Directive: Transcribe all of the data below exactly, keeping every line unchanged and in order.

The input:

►

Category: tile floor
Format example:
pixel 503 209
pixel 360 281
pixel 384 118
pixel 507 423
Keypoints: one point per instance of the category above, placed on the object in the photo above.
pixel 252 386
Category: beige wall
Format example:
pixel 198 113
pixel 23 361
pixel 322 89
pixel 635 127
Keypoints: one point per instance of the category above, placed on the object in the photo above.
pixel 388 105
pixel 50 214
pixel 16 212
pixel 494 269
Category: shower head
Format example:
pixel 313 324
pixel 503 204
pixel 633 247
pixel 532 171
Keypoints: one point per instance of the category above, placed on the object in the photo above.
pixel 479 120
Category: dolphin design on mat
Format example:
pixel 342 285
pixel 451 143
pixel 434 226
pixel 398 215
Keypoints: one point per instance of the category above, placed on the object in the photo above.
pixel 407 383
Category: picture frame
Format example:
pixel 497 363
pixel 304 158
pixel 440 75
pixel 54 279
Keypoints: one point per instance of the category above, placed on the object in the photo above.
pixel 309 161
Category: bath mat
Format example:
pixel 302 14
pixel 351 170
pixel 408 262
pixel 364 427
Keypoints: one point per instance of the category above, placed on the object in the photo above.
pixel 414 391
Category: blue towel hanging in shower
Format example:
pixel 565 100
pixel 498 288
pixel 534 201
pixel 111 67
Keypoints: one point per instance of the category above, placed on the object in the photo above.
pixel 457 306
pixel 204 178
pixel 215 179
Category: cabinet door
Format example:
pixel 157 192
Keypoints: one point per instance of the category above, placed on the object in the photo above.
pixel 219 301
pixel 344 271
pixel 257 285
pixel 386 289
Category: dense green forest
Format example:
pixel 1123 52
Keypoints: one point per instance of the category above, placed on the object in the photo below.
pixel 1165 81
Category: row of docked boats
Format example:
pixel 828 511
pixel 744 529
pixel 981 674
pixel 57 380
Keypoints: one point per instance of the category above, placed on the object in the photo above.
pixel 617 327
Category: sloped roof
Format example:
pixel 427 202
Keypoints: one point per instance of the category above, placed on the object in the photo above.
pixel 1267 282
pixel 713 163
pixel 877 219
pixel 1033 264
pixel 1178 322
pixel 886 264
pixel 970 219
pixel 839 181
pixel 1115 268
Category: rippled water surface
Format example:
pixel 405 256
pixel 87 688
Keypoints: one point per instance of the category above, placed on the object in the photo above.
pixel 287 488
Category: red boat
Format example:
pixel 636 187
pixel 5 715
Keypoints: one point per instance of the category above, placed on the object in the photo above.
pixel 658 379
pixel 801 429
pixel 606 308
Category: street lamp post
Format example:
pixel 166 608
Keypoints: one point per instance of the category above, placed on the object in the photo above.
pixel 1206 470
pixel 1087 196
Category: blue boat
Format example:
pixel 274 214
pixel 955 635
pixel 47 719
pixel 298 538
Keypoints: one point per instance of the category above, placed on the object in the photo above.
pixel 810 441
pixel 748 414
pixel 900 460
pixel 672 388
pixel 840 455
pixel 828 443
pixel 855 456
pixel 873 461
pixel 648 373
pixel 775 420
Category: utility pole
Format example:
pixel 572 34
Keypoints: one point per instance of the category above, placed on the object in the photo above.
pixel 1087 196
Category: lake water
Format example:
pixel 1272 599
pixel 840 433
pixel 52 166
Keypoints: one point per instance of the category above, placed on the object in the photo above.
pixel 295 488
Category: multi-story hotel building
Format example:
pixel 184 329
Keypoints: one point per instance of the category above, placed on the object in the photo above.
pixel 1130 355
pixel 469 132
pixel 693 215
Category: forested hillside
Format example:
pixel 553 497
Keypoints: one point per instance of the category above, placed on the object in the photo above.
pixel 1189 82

◄

Result:
Category: tile floor
Format example:
pixel 503 209
pixel 360 281
pixel 384 118
pixel 507 423
Keypoints: one point per instance of the category above, placed on the object in the photo above.
pixel 252 386
Category: beige wall
Format example:
pixel 198 113
pixel 23 361
pixel 322 89
pixel 635 127
Keypoints: one point per instance of the category above, placed on the object in the photo above.
pixel 388 105
pixel 50 214
pixel 16 212
pixel 494 269
Category: shower head
Format example:
pixel 313 324
pixel 503 204
pixel 633 247
pixel 532 171
Keypoints: one point per instance of the category above, placed on the object in the photo above.
pixel 479 120
Category: dolphin design on mat
Format example:
pixel 342 285
pixel 451 143
pixel 434 226
pixel 398 215
Keypoints: one point per instance of the category above, placed on the object in the photo above.
pixel 407 383
Category: picture frame
Format example:
pixel 497 363
pixel 304 158
pixel 440 75
pixel 54 279
Keypoints: one point per instance of the category above, placed on the object in the photo above.
pixel 309 161
Category: bath mat
Format example:
pixel 302 14
pixel 351 170
pixel 408 262
pixel 364 427
Keypoints: one point per instance of the category above, placed on the object in the photo above.
pixel 414 391
Category: blue towel hanging in shower
Format example:
pixel 565 100
pixel 498 288
pixel 534 201
pixel 111 67
Keypoints: one point per instance of the category above, placed on the object in the photo above.
pixel 457 306
pixel 204 178
pixel 215 179
Category: cabinet door
Format example:
pixel 157 192
Keypoints: one point per instance of the category above, placed on the object in the photo above.
pixel 219 301
pixel 344 271
pixel 257 285
pixel 386 289
Category: dense green forest
Format example:
pixel 1123 52
Keypoints: one point per instance of the category above, placed on the object in the photo below.
pixel 1165 81
Category: row of docked boats
Format example:
pixel 828 511
pixel 744 529
pixel 981 674
pixel 57 380
Keypoints: one point per instance of the category above, placed on the object in the photo above.
pixel 617 327
Category: sloped roof
Format example:
pixel 427 202
Keypoints: one point per instance of the category above, placed on the object in the photo above.
pixel 1267 282
pixel 713 163
pixel 877 219
pixel 1033 264
pixel 1178 322
pixel 886 264
pixel 970 219
pixel 839 181
pixel 1115 268
Category: rippled water surface
Format example:
pixel 405 256
pixel 87 688
Keypoints: one point per instance of the category above, placed on the object in the photo above.
pixel 287 488
Category: red boat
Format example:
pixel 636 187
pixel 5 715
Keypoints: one point per instance of the category above, placed on the object in the photo above.
pixel 658 379
pixel 801 429
pixel 606 308
Category: street lamp post
Format example:
pixel 166 608
Keypoints: one point per instance of the category above, placed on the object in the photo above.
pixel 1206 470
pixel 1087 196
Category: blue boat
Format example:
pixel 274 214
pixel 955 635
pixel 47 719
pixel 298 538
Keypoints: one point per instance of the category above, placed on the object in the photo above.
pixel 810 441
pixel 748 414
pixel 900 460
pixel 672 388
pixel 840 455
pixel 828 443
pixel 855 456
pixel 873 461
pixel 648 373
pixel 775 420
Category: utility pole
Format example:
pixel 572 34
Keypoints: one point per instance of the category above, placed on the object in the photo above.
pixel 1087 196
Category: lake water
Format example:
pixel 1272 599
pixel 840 433
pixel 52 166
Keypoints: one point per instance of the category above, placed on the object in the photo above.
pixel 295 488
Category: multi-story hotel building
Format example:
pixel 184 329
Keypoints: one point per instance of the category above, placed on the object in the photo above.
pixel 1130 355
pixel 469 132
pixel 693 215
Category: forested hillside
Format example:
pixel 553 497
Keypoints: one point per instance of the category above, placed on the object in the photo above.
pixel 1189 82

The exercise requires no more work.